I arrived at about 1:00 pm, in time to move into my simple but comfortable
room and head for a prayer service, the first of many. the monks (and
nuns who also live there) pray seven times a day; I attended about
three times each day of my stay. Much of their prayer is chanted psalms,
Gregorian chant, English translations. I was a quiet observer, enjoying
listening, figuring out the written form of the chant, and taking in the
warm (wood-stove heated) spirit of the place. The services are mostly brief,
completely ordered except for a brief place where there is room for prayers
for people who are sick or traveling or doing good or happy things; my
first day, they welcomed us guests with a special prayer.
My first meal followed, after a quick welcome and directions ("Here
is where your napkin will be kept") by Brother Andre, the guest-keeper.
Meals
are silent, guests and monks; the nuns eat separately. We were served
by the monks at the main midday meal, and served ourselves breakfast and
dinner. During the main meal, as I had been told to expect, one of the
monks read aloud. But while I had been told to expect a history of the
order or perhaps a martyrology, here they were reading the biography of
a Vietnamese priest who was imprisoned by the Communists in Cambodia for
thirteen years. And my other expectations were also quickly shattered.
Where I expected to see mostly older white men, this monastery comprises
men old and young, Black, white, Asian, and Hispanic. And I quickly learned
that while living in relative isolation out in the desert, their minds
are not isolated: they have a wonderful library, they rent films, they
have visitors in from elsewhere in the area, and they engage with their
guests.

_Entries shown_.
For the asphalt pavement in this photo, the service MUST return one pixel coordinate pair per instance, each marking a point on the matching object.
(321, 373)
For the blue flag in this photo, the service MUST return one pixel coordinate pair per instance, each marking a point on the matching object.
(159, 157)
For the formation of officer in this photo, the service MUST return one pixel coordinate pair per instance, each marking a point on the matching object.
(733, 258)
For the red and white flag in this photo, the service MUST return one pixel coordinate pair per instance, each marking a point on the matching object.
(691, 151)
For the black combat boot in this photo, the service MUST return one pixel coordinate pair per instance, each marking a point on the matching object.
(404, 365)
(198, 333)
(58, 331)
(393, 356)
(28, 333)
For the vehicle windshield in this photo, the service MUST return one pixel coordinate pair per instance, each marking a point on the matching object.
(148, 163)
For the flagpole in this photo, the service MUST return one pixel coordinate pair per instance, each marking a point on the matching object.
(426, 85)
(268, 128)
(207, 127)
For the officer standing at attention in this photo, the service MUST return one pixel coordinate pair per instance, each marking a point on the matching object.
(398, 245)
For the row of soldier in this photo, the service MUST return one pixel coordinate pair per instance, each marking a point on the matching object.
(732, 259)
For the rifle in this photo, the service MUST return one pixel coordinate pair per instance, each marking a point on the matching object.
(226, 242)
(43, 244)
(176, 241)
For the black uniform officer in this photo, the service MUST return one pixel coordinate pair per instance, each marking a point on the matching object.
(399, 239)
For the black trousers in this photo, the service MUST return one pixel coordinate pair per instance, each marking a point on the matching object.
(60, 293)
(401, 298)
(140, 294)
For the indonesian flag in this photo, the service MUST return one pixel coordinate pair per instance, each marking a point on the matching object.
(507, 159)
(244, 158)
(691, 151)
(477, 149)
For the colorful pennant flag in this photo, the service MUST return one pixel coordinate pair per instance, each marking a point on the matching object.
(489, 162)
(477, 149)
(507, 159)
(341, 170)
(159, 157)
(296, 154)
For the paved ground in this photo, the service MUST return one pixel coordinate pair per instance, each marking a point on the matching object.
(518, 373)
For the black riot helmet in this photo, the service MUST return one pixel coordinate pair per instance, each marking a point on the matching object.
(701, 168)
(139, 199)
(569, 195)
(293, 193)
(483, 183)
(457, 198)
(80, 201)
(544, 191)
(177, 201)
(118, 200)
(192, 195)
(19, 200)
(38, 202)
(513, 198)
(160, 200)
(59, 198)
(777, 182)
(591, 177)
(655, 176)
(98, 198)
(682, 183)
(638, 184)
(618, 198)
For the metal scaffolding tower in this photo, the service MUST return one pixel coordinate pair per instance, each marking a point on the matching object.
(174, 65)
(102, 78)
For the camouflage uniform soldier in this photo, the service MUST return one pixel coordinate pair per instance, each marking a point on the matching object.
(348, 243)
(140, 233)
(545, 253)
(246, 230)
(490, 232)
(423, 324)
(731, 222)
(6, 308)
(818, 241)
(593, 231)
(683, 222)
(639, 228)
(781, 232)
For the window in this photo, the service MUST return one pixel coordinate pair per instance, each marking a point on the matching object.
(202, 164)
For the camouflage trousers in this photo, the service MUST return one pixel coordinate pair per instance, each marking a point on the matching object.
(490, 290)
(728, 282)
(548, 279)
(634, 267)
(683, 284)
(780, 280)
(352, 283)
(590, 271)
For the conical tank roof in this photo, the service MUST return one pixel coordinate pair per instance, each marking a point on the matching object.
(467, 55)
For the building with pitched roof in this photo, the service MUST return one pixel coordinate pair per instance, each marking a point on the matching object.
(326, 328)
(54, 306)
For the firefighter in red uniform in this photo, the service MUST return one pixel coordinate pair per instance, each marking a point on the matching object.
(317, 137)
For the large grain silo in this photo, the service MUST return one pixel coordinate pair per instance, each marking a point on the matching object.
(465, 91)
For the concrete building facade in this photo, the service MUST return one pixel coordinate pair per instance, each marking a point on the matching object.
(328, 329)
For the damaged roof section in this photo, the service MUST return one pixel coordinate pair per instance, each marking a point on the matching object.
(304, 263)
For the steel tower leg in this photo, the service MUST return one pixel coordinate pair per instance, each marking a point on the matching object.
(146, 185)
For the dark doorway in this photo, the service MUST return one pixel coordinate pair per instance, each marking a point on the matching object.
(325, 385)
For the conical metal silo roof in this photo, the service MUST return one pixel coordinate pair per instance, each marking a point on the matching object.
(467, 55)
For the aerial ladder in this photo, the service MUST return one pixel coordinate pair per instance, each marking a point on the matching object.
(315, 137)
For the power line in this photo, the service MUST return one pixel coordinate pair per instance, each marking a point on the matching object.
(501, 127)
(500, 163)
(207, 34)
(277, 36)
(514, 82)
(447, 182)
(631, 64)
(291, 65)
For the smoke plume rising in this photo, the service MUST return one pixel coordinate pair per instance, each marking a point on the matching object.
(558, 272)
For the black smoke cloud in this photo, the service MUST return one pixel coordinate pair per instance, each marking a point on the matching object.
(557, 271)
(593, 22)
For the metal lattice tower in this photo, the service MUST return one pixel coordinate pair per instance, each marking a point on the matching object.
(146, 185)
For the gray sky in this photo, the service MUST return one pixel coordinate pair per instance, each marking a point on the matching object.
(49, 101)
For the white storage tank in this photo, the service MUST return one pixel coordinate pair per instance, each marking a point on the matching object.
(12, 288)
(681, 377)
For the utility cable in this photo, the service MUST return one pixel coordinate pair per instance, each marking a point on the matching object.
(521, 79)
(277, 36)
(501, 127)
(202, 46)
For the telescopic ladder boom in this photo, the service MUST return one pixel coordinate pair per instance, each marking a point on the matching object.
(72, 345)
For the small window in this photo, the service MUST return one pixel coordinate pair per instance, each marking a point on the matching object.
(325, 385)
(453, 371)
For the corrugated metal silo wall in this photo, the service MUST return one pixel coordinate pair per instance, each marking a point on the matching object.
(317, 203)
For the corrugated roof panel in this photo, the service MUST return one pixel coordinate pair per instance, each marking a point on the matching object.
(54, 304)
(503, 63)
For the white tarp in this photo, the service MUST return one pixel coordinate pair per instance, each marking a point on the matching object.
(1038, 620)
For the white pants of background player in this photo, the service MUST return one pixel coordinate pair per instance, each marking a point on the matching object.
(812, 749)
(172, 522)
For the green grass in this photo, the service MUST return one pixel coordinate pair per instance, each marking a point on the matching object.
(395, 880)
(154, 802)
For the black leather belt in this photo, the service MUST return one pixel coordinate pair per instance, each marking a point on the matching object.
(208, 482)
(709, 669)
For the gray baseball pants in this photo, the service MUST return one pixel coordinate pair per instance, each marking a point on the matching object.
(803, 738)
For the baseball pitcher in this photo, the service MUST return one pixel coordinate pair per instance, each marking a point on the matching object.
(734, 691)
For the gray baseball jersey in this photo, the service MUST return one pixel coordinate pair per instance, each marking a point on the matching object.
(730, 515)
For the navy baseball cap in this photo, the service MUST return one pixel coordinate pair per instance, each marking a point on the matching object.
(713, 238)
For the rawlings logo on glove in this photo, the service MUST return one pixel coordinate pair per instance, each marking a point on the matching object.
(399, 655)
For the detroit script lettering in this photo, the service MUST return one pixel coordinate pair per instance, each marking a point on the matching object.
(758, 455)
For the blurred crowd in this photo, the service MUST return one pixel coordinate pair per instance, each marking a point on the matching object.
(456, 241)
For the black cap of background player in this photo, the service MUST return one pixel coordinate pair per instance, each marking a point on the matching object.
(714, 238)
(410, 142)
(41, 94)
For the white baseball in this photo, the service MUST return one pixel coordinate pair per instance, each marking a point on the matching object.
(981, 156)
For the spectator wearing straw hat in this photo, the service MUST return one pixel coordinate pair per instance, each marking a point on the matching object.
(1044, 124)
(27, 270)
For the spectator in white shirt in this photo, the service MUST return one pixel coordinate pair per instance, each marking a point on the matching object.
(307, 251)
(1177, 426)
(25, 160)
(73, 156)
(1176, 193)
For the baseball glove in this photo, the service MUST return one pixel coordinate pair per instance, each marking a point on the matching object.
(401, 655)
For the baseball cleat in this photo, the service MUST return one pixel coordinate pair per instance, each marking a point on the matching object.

_Required work_.
**A.** Reproduce the part of the monastery visit account starting with "I arrived at" and going on through "Andre, the guest-keeper.".
**B.** According to the monastery visit account, why are the monks' minds not isolated even though they live in relative isolation in the desert? Answer in one to three sentences.
**C.** Answer these questions from the monastery visit account:
(i) How many times a day do the monks and nuns pray?
(ii) Who is the guest-keeper?
(iii) For how long was the Vietnamese priest in the biography imprisoned?
Rely only on the monastery visit account for what comes next.

_Answers by item_.
**A.**
I arrived at about 1:00 pm, in time to move into my simple but comfortable
room and head for a prayer service, the first of many. the monks (and
nuns who also live there) pray seven times a day; I attended about
three times each day of my stay. Much of their prayer is chanted psalms,
Gregorian chant, English translations. I was a quiet observer, enjoying
listening, figuring out the written form of the chant, and taking in the
warm (wood-stove heated) spirit of the place. The services are mostly brief,
completely ordered except for a brief place where there is room for prayers
for people who are sick or traveling or doing good or happy things; my
first day, they welcomed us guests with a special prayer.
My first meal followed, after a quick welcome and directions ("Here
is where your napkin will be kept") by Brother Andre, the guest-keeper.

**B.** They have a wonderful library and rent films. They also have visitors from elsewhere in the area and engage with their guests.

**C.**
(i) Seven times a day.
(ii) Brother Andre.
(iii) Thirteen years.